[Stored dataset items]
########################################
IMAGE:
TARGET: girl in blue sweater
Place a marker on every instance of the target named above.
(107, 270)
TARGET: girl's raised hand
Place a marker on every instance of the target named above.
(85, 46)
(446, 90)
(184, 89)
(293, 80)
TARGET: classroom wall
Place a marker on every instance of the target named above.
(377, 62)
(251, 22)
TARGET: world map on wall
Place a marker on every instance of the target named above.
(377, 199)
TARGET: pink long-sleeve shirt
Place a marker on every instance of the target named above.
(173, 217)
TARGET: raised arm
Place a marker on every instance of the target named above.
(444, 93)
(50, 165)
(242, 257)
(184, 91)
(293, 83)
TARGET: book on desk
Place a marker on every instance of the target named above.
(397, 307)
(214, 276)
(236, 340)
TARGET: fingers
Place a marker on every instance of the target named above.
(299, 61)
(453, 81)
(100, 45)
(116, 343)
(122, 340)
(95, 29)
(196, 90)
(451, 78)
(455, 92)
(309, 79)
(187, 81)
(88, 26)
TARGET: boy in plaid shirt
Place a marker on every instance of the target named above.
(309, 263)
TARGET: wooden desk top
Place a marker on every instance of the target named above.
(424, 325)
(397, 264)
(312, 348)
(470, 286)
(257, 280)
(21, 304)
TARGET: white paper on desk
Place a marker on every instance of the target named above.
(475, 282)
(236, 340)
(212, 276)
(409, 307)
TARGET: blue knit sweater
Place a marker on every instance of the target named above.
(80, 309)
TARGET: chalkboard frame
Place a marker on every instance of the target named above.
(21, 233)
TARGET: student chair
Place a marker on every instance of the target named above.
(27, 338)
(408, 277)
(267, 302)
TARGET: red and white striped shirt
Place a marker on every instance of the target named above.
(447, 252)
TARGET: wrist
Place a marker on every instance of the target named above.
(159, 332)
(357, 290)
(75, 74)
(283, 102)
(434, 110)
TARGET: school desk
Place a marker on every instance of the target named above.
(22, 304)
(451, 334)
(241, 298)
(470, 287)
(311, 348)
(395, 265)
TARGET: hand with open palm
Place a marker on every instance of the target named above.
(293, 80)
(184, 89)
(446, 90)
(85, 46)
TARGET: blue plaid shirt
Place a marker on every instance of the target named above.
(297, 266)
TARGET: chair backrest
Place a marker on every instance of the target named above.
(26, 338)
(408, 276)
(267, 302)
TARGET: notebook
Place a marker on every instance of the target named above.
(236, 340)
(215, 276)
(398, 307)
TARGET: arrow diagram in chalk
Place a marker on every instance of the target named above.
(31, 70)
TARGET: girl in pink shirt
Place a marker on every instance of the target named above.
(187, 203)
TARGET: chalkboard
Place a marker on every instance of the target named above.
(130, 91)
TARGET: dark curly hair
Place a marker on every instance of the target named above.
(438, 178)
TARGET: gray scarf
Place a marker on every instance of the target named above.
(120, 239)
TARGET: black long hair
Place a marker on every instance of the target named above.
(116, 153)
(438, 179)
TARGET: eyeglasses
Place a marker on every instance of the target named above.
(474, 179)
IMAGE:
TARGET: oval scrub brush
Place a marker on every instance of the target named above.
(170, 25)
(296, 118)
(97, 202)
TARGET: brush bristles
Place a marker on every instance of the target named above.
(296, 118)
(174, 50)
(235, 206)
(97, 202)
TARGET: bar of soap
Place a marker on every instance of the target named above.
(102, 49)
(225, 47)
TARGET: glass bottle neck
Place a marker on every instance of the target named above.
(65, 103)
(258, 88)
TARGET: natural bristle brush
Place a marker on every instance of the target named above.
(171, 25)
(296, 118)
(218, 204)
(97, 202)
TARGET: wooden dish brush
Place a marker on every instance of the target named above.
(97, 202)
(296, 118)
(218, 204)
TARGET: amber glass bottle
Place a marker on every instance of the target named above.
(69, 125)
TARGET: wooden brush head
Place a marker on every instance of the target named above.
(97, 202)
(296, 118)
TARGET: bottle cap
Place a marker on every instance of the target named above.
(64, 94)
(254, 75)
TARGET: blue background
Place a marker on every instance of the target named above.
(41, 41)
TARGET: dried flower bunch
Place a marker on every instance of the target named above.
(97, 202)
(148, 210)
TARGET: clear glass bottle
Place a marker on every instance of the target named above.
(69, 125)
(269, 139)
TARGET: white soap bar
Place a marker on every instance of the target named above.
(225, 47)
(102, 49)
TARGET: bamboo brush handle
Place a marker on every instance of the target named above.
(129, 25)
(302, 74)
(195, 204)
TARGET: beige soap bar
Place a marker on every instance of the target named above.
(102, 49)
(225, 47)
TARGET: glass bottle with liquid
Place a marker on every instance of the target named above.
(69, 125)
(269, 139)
########################################
▸ **Exercise aim**
Write the material out exactly, with nothing left out.

▸ **Solved problem**
IMAGE:
TARGET: girl in blue sweater
Place a marker on every instance of the target named above.
(107, 270)
TARGET: girl's raised hand
Place a marker on every instance of the target named above.
(85, 46)
(446, 90)
(184, 89)
(293, 80)
TARGET: classroom wall
Place a marker on every instance of the target named above.
(377, 62)
(251, 22)
TARGET: world map on wall
Place a marker on every instance of the target named above.
(377, 199)
TARGET: pink long-sleeve shirt
Place a marker on every instance of the target named above.
(173, 217)
TARGET: raised arm
Place a marker on every instance of the target named above.
(444, 93)
(50, 165)
(242, 257)
(184, 91)
(293, 83)
TARGET: book on desk
Place a marker on every instance of the target named above.
(397, 307)
(214, 276)
(236, 340)
TARGET: fingers
Place a marker on every instance of the target named above.
(299, 61)
(453, 81)
(100, 45)
(116, 343)
(122, 340)
(95, 29)
(196, 90)
(451, 78)
(455, 92)
(309, 79)
(187, 81)
(88, 26)
TARGET: boy in plaid shirt
Place a marker on every instance of the target named above.
(309, 263)
TARGET: wooden desk top
Place a marker on every instance of the target named above.
(424, 325)
(397, 264)
(312, 348)
(470, 286)
(257, 280)
(21, 304)
TARGET: white paper on desk
Place a marker on every instance of the target named above.
(475, 282)
(236, 340)
(212, 276)
(409, 307)
TARGET: blue knit sweater
Place a marker on every instance of the target named above.
(80, 309)
TARGET: chalkboard frame
Place a marker on every instance of the target named above.
(21, 233)
TARGET: student chair
Place a marker on every instance of the target named above.
(27, 338)
(408, 277)
(267, 302)
TARGET: red and white striped shirt
Place a marker on every instance of the target named above.
(447, 252)
TARGET: wrist
Place a marker on every instance of the target named above.
(159, 332)
(357, 290)
(75, 74)
(283, 102)
(434, 110)
TARGET: school desk
Place a marker on every instance of the target named above.
(22, 304)
(451, 334)
(241, 298)
(470, 287)
(311, 348)
(395, 265)
TARGET: hand with open palm
Place a marker on every instance of the target named above.
(293, 80)
(184, 89)
(446, 90)
(85, 46)
TARGET: blue plaid shirt
Place a marker on every instance of the target named above.
(297, 266)
TARGET: chair backrest
Place a marker on every instance of the target named above.
(26, 338)
(408, 276)
(267, 302)
TARGET: notebook
Place a marker on every instance of the target named above.
(236, 340)
(215, 276)
(398, 307)
TARGET: arrow diagram in chalk
Place a marker on every instance of the target named above.
(31, 70)
TARGET: girl in pink shirt
Place a marker on every instance of the target named above.
(187, 203)
TARGET: chalkboard
Place a marker on every instance of the target named above.
(130, 91)
TARGET: dark curly hair
Place a marker on every instance of the target named above.
(438, 178)
TARGET: gray scarf
Place a marker on every instance of the target named above.
(120, 239)
TARGET: black long hair
Place a marker on every instance of the target named above.
(116, 153)
(438, 179)
TARGET: eyeglasses
Place a marker on every instance of the target named above.
(474, 179)
IMAGE:
TARGET: oval scrub brush
Place a marker on every instance of the target named above.
(170, 25)
(296, 118)
(97, 202)
TARGET: brush bristles
Place a marker on every instance of the target named above.
(296, 118)
(174, 50)
(235, 206)
(97, 202)
TARGET: bar of soap
Place a marker on every instance of the target named above.
(102, 49)
(225, 47)
TARGET: glass bottle neck
Place a marker on every instance of the target named above.
(65, 103)
(258, 88)
TARGET: natural bristle brush
Place a marker on every instance of the target named above.
(171, 25)
(296, 118)
(218, 204)
(97, 202)
TARGET: wooden dish brush
Place a marker on every instance of the target named above.
(97, 202)
(296, 118)
(218, 204)
TARGET: amber glass bottle
Place a marker on every instance of the target named above.
(69, 125)
TARGET: wooden brush head
Place a marker on every instance of the target named above.
(97, 202)
(296, 118)
TARGET: bottle cap
Place a marker on every instance of the target named above.
(64, 94)
(254, 75)
TARGET: blue background
Place a marker on every instance of the target named above.
(41, 41)
TARGET: dried flower bunch
Place a marker on every instance of the target named above.
(97, 202)
(148, 210)
TARGET: clear glass bottle
Place a marker on every instance of the target named above.
(69, 125)
(269, 139)
TARGET: white soap bar
Place a marker on every instance of the target named above.
(225, 47)
(102, 49)
TARGET: bamboo brush handle
Place a marker on every instance of the target named above.
(129, 25)
(302, 74)
(195, 204)
TARGET: beige soap bar
Place a marker on every instance of the target named above.
(102, 49)
(225, 47)
TARGET: glass bottle with liquid
Place a marker on every instance of the target named above.
(69, 125)
(269, 139)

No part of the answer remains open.